Set problem = Reproduce the full listing below unchanged, apart from the pictures.
— START Input —
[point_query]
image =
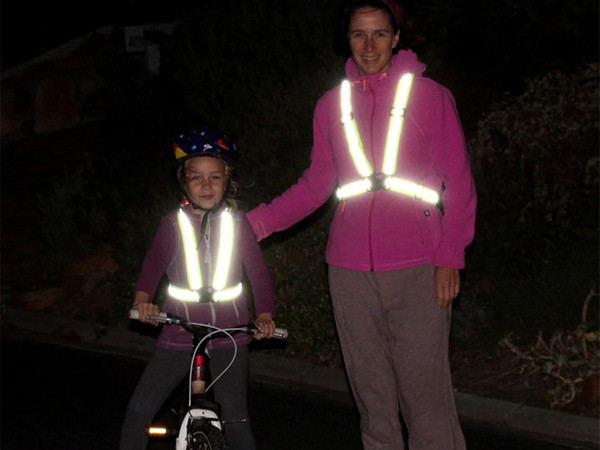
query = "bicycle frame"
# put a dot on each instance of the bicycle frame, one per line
(201, 414)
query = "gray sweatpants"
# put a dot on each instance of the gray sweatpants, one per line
(161, 376)
(394, 342)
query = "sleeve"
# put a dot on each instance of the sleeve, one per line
(157, 258)
(459, 198)
(256, 270)
(311, 190)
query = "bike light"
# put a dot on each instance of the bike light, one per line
(160, 432)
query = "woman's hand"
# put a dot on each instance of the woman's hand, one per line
(266, 325)
(142, 303)
(447, 285)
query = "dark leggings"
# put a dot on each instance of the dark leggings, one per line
(165, 371)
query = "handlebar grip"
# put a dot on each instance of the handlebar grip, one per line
(135, 314)
(280, 333)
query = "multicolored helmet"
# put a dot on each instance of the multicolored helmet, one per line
(205, 141)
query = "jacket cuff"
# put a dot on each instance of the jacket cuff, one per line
(450, 258)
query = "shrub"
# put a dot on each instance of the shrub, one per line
(535, 163)
(568, 358)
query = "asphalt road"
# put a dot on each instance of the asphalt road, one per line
(69, 399)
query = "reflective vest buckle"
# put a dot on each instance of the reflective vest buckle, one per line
(377, 184)
(206, 295)
(347, 118)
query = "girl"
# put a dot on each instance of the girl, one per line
(205, 162)
(391, 141)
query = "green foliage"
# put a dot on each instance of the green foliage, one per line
(535, 163)
(481, 49)
(299, 272)
(257, 69)
(568, 358)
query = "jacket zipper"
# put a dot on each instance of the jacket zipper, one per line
(371, 259)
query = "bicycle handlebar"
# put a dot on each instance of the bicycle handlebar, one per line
(168, 318)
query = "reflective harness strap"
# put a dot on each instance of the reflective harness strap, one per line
(369, 181)
(197, 292)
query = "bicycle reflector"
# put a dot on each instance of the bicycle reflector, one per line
(160, 432)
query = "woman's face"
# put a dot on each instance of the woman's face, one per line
(372, 40)
(205, 182)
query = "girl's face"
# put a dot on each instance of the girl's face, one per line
(205, 182)
(372, 40)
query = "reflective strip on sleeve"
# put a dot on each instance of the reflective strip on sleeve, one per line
(228, 294)
(415, 190)
(397, 114)
(190, 249)
(351, 130)
(221, 273)
(225, 251)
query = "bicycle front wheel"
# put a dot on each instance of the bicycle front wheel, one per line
(204, 436)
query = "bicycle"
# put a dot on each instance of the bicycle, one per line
(199, 426)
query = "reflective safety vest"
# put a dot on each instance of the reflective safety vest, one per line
(387, 180)
(196, 292)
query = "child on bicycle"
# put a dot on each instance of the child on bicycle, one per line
(191, 247)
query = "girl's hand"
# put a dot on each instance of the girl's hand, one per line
(266, 325)
(147, 309)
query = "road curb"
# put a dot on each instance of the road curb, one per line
(544, 424)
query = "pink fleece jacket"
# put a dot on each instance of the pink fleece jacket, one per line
(383, 230)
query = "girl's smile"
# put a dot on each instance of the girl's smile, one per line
(206, 180)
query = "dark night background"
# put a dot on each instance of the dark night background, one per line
(87, 199)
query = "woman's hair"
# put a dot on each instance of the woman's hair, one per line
(409, 37)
— END Input —
Final result =
[point_query]
image =
query = "bicycle frame"
# put a dot on each instance of the bicycle frame, one per line
(201, 414)
query = "gray sweatpants"
# put a dot on each instance of the gray sweatpants, one per line
(161, 376)
(394, 342)
query = "sleeve"
# put a dot on each instance of the sleeve, one per line
(157, 258)
(459, 198)
(256, 270)
(311, 190)
query = "bike light"
# put a dot on each instance of the bike light, one per line
(160, 432)
query = "woman's hand"
# put a dot on each instance of the woman's hand, one per line
(266, 325)
(142, 303)
(447, 285)
query = "dark leggings"
# put a dot on each instance of the dark leggings, one per line
(165, 371)
query = "handlebar grip"
# put a dot on each instance of the handlebar grip, one per line
(135, 314)
(280, 333)
query = "multicolored helmet"
# put a dot on each instance of the multicolored helmet, one per line
(205, 141)
query = "jacket cuff"
# put a dot on each instance of the jacket cuff, one per line
(450, 258)
query = "shrub"
# put a dot on each instance of the shrub, one per line
(535, 163)
(568, 358)
query = "asphalt road"
# put a dot on each instance of the asphalt road, one per line
(69, 399)
query = "reflective vest buckle"
# put a dot on each instance of the reflective vest buckle, one per line
(377, 184)
(206, 295)
(347, 118)
query = "girl"
# put a dot on each instance of the girl, one per line
(205, 162)
(391, 141)
query = "green foliage"
# put a dot on each instance of the green foliage, one per line
(535, 163)
(481, 49)
(299, 272)
(257, 69)
(568, 358)
query = "jacket zipper"
# put a dot on each instance of the jacket zipper, one per line
(371, 259)
query = "bicycle handlebar"
# put a dot on each instance of the bicycle handlebar, one per line
(168, 318)
query = "reflective harness strap"
# put a dot on each instance of the reflective harness strap, one per line
(369, 181)
(197, 292)
query = "bicycle reflector"
# put a dot on each instance of the bicycle reflector, one per line
(160, 432)
query = "woman's face"
# put a dot on each instance of the woman's face, one per line
(372, 40)
(205, 182)
query = "girl's face"
# put a dot on each instance of the girl's face, one per line
(205, 182)
(372, 40)
query = "reflective strip on sleeve"
# put a dot on each instance of the reflective strip on sleeve, one per line
(228, 294)
(415, 190)
(397, 114)
(190, 249)
(351, 130)
(221, 273)
(225, 251)
query = "bicycle front wheel"
# put a dot on each instance of the bicycle front wheel, one per line
(204, 436)
query = "bicycle"
# put a dot on each instance of the bicycle, one per line
(199, 426)
query = "reflective safety vest"
# put a dot on each instance of the reflective safety vest, one per line
(387, 180)
(196, 292)
query = "child on bicycle"
# put a dot on each instance of the child on bicycle, one per line
(191, 247)
query = "girl's hand"
# put a dot on each instance of the girl's hand, one per line
(266, 325)
(147, 309)
query = "road curb"
# put a dot on each instance of the road curb, one per line
(544, 424)
query = "pink fleece jacket"
# put a dot on each instance of the pink fleece jacket, one per line
(383, 230)
query = "girl's smile"
# put a dot on each instance of the girl's smile, one per line
(206, 180)
query = "dark night background"
# put a dot on each instance of the dark night background, one per line
(87, 199)
query = "woman's hair"
# put a dot on each instance of the woman's hair, one per line
(409, 37)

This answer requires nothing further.